━━━━━ Selected text
In the last post, I talked about using boto and python to push data around. I found boto to be very useful in streamlining the process of getting data on and off AWS instances, which can be a slow and tedious task when using a thin client setup and scp. While exploring other ways to make the thin client lifestyle easier to manage, I ‘discovered’ that github is not only a valuable tool for version control, but also a fairly useful tool for synchronized file storage. In addition to moving a lot of data around, I was regularly using scp to push python scripts and other files to and from different machines. The biggest pain point with scp is you need to keep track of the IP addresses for each machine. Using github, you simply need to remember the repo name (much easier to memorize than an IP address), and then clone the repo to the machine. And of course you have the added bonus of being able to commit any changes you make back to the remote repo.

For seasoned veterans, this ‘revelation’ of mine would seem rather obvious. But for those of us that are still learning the ropes, version control adds a lot of extra overhead to the already heavy mental load that comes with learning new programming languages and tools. So in hindsight, after using github heavily for a few months, the idea that it could be used as a synced file storage system seems obvious, but at the time, I was quite happy to discover it’s secondary use case.

In a previous post,  I discussed the problems I have run into with my thin client setup.  One of the main issues has been moving data around from different machines, especially if I want to do some work locally.  One partial solution that I have discovered, which could make life a little easier is boto.  Boto is a python library that provides an interface to Amazon Web Services.  I have found the S3 API to be very helpful in reducing some of the pain points in the thin client setup.  Instead of having to manually push data around, I can setup boto within my python scripts, and they will automatically retrieve data from S3, as well as save the results back to S3.  This saves a lot of time when running temporary EC2 instances, as I no longer have to push and pull data manually, but can just load up the python script (or more preferably, clone a github repo, more on that later) and run the code.

I wrote some python code that wraps some of the more common boto methods that I have been using.  I have posted the code on gist, so I won’t go over it in too much detail here.  At the moment, you can push and pull data from S3 using the push and pull methods, and I will soon be adding a few more methods, such as retrieving the file list of buckets.  One issue that I ran into was with establishing a connection to S3.  Apparently Amazon ‘prefers’ a certain naming convention for S3 buckets to ensure that they are DNS and SSL compliant, however they don’t advertise this very well.  The bucket that I was trying to connect to was called ‘belkin-data’, and from what I gather, the ‘-‘ was outside of the naming convention.  The boto connection method, with default settings,  will fail if the naming conventions are not met.  This is pretty ridiculous, as it wasn’t obvious from the error message what was going on, and this was a pretty obscure error to look up on the web.  Anyways, the way to fix this was to modify the calling format to allow for connections to buckets with non-conventional names.  I have posted the snippet of code below, with some comments, in case anyone else runs into this error.
━━━━━━━━━━
━━━━━ Records to use
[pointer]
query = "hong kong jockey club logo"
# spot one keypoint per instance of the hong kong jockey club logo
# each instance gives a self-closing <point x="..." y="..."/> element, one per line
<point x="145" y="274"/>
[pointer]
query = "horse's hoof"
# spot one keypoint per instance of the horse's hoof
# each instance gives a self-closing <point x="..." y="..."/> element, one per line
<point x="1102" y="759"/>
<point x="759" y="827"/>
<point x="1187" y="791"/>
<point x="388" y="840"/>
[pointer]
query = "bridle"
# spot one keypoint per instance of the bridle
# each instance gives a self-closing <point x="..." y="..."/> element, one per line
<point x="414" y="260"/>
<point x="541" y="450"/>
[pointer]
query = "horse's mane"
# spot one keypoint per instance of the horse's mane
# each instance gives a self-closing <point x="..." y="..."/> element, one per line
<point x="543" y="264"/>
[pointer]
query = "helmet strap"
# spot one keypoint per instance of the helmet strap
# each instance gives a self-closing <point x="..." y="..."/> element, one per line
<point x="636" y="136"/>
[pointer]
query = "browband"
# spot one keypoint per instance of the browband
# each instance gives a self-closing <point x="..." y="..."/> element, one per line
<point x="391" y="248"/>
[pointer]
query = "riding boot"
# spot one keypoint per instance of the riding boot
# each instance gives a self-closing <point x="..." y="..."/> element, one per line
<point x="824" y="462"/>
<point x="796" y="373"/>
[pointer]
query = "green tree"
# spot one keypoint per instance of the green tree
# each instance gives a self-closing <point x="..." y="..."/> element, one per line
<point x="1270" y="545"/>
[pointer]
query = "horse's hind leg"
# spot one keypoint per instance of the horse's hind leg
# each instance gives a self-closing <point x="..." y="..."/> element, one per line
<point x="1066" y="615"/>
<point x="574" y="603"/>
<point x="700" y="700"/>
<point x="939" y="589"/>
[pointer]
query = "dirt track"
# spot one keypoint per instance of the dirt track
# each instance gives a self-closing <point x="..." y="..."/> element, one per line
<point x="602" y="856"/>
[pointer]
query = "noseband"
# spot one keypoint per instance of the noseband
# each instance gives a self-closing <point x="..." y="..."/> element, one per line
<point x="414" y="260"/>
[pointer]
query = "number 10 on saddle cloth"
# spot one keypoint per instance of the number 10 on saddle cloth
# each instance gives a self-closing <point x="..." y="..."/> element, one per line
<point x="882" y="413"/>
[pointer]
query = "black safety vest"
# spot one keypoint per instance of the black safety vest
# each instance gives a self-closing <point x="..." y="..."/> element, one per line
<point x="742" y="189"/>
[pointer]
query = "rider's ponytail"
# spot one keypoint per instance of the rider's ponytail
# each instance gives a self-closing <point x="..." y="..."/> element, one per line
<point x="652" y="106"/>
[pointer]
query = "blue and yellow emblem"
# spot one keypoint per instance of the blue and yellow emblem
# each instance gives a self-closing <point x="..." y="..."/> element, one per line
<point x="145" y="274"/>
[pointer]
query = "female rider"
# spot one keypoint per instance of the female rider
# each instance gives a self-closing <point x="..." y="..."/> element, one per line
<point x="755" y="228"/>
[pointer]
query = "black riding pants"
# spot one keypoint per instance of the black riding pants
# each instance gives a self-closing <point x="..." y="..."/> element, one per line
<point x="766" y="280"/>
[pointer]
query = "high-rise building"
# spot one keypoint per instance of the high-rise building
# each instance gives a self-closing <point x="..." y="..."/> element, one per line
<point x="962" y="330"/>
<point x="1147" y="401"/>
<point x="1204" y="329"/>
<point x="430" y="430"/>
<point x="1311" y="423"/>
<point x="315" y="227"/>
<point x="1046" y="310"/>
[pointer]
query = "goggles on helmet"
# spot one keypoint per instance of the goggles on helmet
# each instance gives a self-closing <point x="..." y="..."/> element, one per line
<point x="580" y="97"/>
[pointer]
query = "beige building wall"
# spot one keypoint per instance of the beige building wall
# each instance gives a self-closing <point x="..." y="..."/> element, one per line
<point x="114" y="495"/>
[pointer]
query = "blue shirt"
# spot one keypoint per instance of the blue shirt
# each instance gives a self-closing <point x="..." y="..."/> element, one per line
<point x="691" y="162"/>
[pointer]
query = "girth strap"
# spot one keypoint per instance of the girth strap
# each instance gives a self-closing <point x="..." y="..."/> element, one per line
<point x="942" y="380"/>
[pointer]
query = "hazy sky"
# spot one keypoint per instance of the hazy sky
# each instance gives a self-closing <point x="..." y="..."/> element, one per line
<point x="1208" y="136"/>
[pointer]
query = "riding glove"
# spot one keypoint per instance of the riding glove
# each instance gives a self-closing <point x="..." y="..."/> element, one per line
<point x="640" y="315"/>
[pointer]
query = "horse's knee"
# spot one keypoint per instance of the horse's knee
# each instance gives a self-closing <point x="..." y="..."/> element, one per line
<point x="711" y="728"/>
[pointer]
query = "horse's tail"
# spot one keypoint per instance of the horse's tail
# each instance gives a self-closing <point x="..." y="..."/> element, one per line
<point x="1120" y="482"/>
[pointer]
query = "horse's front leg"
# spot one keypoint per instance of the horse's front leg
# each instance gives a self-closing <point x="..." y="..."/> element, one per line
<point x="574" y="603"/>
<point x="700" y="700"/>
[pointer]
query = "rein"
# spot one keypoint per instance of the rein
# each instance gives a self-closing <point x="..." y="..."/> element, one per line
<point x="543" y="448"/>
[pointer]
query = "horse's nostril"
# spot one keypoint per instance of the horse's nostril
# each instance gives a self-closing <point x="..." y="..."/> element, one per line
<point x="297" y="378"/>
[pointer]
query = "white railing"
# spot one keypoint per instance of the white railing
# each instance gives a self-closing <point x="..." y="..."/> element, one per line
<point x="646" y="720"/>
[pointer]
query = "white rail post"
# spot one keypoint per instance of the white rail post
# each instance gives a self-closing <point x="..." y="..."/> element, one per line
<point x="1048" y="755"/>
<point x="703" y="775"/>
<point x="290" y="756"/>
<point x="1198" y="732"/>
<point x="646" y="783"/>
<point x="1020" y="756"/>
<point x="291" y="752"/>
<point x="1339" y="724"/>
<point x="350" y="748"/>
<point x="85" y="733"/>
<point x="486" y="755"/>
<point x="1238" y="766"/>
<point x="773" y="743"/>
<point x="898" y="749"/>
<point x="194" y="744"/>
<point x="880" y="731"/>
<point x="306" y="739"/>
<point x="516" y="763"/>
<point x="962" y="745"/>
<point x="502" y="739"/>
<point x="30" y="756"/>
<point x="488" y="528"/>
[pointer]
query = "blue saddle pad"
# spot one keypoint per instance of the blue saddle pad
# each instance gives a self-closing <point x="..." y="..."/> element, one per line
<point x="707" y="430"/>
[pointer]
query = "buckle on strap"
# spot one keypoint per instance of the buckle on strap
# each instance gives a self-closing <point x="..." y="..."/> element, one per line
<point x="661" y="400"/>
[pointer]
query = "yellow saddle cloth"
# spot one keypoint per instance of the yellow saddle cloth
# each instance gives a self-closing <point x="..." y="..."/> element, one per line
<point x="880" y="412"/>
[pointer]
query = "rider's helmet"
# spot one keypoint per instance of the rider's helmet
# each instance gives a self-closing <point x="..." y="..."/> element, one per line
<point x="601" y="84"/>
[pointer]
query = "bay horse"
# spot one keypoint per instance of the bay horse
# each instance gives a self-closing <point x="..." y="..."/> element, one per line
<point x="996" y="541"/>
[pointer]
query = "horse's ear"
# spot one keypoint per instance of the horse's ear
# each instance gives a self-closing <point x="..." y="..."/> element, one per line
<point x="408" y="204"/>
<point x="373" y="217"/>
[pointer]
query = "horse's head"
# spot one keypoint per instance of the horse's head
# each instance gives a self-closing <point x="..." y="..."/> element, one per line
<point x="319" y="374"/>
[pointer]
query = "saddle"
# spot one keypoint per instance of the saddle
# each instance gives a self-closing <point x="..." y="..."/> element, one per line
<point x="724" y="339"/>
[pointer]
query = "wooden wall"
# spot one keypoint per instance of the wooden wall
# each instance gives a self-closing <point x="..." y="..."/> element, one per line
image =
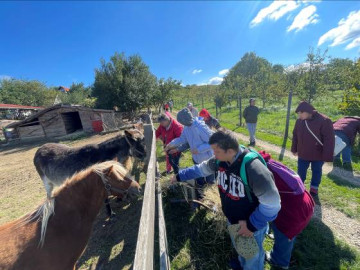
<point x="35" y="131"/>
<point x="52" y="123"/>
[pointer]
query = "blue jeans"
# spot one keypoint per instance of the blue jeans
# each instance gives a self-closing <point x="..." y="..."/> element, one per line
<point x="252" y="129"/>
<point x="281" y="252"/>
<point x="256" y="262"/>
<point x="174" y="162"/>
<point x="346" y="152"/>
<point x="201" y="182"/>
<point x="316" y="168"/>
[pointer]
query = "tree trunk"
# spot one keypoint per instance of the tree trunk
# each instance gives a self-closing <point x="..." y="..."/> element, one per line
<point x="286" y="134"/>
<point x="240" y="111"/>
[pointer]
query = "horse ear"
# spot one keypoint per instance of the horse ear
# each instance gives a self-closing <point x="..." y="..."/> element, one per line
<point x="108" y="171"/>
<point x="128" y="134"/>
━━━━━━━━━━
━━━━━ Records to use
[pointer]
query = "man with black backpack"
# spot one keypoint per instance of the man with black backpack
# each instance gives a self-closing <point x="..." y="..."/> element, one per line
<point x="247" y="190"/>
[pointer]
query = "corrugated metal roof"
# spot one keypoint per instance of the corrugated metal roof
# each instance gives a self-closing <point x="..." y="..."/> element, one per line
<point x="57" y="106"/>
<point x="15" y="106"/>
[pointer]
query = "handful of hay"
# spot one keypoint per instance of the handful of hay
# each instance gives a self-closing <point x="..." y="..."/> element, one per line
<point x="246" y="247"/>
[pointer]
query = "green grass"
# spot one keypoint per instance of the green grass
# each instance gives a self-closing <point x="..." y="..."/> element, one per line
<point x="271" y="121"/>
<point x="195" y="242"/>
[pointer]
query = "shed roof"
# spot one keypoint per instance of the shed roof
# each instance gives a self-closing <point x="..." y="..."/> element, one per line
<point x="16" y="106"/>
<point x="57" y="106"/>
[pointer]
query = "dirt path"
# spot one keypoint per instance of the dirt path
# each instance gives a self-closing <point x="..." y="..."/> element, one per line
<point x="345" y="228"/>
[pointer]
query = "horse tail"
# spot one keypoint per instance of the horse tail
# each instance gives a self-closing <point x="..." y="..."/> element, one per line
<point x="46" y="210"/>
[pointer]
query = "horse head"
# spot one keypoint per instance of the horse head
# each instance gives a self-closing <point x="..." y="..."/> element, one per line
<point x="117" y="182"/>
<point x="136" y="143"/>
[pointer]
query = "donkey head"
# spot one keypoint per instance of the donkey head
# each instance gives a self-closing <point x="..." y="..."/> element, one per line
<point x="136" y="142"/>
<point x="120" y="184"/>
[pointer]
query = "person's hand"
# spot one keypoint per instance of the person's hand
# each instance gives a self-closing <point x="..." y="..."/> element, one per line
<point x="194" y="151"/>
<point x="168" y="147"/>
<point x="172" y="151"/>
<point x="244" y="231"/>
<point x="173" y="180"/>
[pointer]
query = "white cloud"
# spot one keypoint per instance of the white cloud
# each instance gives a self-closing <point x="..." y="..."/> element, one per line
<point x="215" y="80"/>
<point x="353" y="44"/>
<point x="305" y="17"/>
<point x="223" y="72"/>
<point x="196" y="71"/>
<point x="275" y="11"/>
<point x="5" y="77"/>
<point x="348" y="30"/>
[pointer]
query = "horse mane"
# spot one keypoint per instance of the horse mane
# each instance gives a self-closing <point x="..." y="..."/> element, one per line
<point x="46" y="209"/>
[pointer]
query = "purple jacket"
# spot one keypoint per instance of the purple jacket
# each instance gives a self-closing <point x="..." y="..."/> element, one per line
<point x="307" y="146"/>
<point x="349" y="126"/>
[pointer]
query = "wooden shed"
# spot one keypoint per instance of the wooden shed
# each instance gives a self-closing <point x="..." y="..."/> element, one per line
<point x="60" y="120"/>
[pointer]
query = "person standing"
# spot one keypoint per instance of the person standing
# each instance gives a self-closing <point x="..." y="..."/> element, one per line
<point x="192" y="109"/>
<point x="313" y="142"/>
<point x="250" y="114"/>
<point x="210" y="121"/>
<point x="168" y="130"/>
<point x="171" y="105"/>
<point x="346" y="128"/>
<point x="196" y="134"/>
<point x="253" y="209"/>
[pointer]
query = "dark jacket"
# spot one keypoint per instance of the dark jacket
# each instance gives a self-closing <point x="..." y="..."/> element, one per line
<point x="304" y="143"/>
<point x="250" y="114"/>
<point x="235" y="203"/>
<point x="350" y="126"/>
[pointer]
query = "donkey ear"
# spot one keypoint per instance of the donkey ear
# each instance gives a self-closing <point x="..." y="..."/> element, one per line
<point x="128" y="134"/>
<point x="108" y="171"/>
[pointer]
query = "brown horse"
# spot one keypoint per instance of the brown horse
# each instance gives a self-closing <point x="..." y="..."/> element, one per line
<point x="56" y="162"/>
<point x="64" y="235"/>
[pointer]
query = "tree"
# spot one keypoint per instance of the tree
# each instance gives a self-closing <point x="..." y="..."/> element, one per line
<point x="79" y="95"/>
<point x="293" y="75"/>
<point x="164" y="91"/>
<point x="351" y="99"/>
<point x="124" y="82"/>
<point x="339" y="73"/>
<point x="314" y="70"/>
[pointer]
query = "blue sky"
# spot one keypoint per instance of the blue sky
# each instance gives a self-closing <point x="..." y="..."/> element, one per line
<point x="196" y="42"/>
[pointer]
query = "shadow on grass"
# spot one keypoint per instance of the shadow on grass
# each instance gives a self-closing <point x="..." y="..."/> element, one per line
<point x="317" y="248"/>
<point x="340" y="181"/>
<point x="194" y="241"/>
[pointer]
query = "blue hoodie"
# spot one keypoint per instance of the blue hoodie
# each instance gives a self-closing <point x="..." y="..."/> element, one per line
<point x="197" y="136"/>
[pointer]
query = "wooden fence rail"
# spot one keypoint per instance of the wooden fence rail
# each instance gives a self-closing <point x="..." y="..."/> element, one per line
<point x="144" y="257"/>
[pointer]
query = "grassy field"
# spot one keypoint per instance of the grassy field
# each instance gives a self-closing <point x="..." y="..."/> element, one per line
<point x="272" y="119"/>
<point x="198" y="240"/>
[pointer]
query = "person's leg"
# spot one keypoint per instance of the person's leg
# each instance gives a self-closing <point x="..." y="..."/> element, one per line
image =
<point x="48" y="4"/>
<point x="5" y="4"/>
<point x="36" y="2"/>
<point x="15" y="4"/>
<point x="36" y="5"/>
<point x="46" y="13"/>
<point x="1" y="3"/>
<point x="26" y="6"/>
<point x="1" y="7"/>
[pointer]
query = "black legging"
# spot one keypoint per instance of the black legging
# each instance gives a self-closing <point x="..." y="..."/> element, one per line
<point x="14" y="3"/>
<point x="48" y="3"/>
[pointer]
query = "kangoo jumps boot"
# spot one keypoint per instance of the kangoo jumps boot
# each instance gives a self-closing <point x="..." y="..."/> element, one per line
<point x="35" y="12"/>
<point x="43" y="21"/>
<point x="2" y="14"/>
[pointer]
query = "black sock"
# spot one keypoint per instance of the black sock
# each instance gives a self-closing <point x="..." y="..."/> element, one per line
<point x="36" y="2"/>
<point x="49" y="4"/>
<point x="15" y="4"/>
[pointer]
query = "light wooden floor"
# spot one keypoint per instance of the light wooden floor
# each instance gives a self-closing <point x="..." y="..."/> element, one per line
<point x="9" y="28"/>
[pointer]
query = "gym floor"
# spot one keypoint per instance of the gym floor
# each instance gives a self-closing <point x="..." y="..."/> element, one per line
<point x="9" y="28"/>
━━━━━━━━━━
━━━━━ Records to use
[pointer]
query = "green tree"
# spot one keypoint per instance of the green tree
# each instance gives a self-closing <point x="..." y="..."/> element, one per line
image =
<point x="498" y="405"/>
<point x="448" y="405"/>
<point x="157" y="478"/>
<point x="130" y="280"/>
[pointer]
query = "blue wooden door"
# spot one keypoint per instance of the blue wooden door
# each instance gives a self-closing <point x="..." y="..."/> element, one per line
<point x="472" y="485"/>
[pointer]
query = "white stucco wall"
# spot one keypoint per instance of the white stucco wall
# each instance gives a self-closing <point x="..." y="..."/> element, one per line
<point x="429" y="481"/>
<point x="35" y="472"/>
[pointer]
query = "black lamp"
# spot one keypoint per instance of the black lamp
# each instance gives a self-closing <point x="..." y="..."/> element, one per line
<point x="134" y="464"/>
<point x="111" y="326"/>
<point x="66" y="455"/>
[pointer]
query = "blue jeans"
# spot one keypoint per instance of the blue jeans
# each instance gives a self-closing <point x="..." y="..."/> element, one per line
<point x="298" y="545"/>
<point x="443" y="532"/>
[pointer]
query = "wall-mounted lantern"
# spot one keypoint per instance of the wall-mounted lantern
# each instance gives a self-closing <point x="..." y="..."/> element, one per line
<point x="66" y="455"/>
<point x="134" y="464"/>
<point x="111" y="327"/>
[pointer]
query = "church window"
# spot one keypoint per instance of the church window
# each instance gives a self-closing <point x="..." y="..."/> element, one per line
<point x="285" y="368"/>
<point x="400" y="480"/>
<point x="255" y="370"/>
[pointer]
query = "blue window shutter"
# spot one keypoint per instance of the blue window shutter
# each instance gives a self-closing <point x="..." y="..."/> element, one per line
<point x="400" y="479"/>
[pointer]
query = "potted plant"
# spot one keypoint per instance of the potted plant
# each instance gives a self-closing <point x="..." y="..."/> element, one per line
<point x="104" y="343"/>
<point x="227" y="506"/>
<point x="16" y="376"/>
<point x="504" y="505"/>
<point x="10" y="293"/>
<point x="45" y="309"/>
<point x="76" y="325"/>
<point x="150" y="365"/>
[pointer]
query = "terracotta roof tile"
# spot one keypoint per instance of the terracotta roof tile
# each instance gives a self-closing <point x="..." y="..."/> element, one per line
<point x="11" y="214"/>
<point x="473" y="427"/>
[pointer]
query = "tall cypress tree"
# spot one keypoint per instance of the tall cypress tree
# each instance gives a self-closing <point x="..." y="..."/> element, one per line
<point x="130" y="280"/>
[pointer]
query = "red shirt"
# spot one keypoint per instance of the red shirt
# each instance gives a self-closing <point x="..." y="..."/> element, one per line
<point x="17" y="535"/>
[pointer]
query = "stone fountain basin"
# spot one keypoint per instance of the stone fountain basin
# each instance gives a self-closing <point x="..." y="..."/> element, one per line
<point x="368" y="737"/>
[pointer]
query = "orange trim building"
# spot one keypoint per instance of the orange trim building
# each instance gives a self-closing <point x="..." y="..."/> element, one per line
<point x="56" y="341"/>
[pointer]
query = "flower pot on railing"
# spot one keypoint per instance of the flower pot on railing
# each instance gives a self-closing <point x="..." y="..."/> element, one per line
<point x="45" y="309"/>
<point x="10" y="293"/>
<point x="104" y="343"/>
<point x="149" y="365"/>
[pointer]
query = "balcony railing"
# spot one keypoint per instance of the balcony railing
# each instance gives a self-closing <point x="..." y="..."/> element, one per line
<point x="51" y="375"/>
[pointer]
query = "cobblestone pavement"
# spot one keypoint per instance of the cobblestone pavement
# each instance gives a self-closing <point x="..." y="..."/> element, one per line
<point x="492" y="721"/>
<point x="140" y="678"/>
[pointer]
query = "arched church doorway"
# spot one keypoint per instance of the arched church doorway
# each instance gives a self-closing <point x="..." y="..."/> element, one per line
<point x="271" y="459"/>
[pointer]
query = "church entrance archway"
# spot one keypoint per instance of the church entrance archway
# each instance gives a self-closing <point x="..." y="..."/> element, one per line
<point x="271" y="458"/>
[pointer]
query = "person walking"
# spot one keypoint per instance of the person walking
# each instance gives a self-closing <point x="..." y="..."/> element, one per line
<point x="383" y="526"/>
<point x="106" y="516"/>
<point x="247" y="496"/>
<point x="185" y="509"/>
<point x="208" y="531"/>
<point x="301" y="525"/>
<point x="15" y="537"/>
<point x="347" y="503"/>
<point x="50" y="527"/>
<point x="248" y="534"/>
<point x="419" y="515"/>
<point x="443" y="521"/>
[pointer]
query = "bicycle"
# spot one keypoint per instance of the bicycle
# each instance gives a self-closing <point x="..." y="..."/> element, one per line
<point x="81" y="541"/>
━━━━━━━━━━
Exercise instructions
#1 Pick out each line of the records that contains the string "track". Case matters.
#2 Resume the excerpt about boto and github, picking up right after its final sentence.
The excerpt about boto and github and the records are unrelated to each other.

Answers to the exercises
#1
query = "dirt track"
# spot one keypoint per instance of the dirt track

#2
import boto
import boto.s3.connection
import credentials as cr
"""
I save my credentials in a python file called credentials.py
and import them. This allows me to post the code publicly,
without having to make any modification (obviously I don't post the
credential.py file)
"""

# Connect to S3
conn = boto.connect_s3(
        aws_access_key_id = cr.access_key,
        aws_secret_access_key = cr.secret_key,
        # If outside the US Classic Region, you need to define host or location arguments
        host = 's3-us-west-2.amazonaws.com',
        # The calling format needs to be changed to OrdinaryCallingFormat() 
        # if your bucket name does not comply with amazon conventions
        calling_format = boto.s3.connection.OrdinaryCallingFormat(),
        )

# Connect to bucket
conn.get_bucket('bucket-name')

Once the connection was established, I didn’t run into any major issues working with boto. As I mentioned earlier, this has made setting up quick EC2 instances much less painful. I was originally using bash scripts to push data around, which did the trick, but it is a lot nicer just to be able to do this inside of python. In the next few days I will look into using boto to launch EC2 instances, as that will hopefully solve another pain point (sitting around waiting for EC2 to initialize is a good excuse for a coffee break, but can kill productivity).

So I have been a fan of the thin client model of computing for a few years now.  I was turned on to the idea (without even realizing it) at my old consulting job, where we would remote desktop into a hefty SAS server to run our programs.  There were a number of benefits to this setup.  For programs with long run times, we could run the code on the server, and not have to worry about shutting down our laptops for the duration of the run.  The server had much larger memory and disk space than our laptops, so running code on large data sets was a lot easier on the server because of the larger resources.  Having all of the code and data in one location allowed for easier collaboration between team members.  And not having to run the code locally meant that our computers were still functional for other tasks while running a large job (nothing worse than trying to answer a few e-mails while a large SAS job is churning away in the background, tying up all of your computers CPU and memory).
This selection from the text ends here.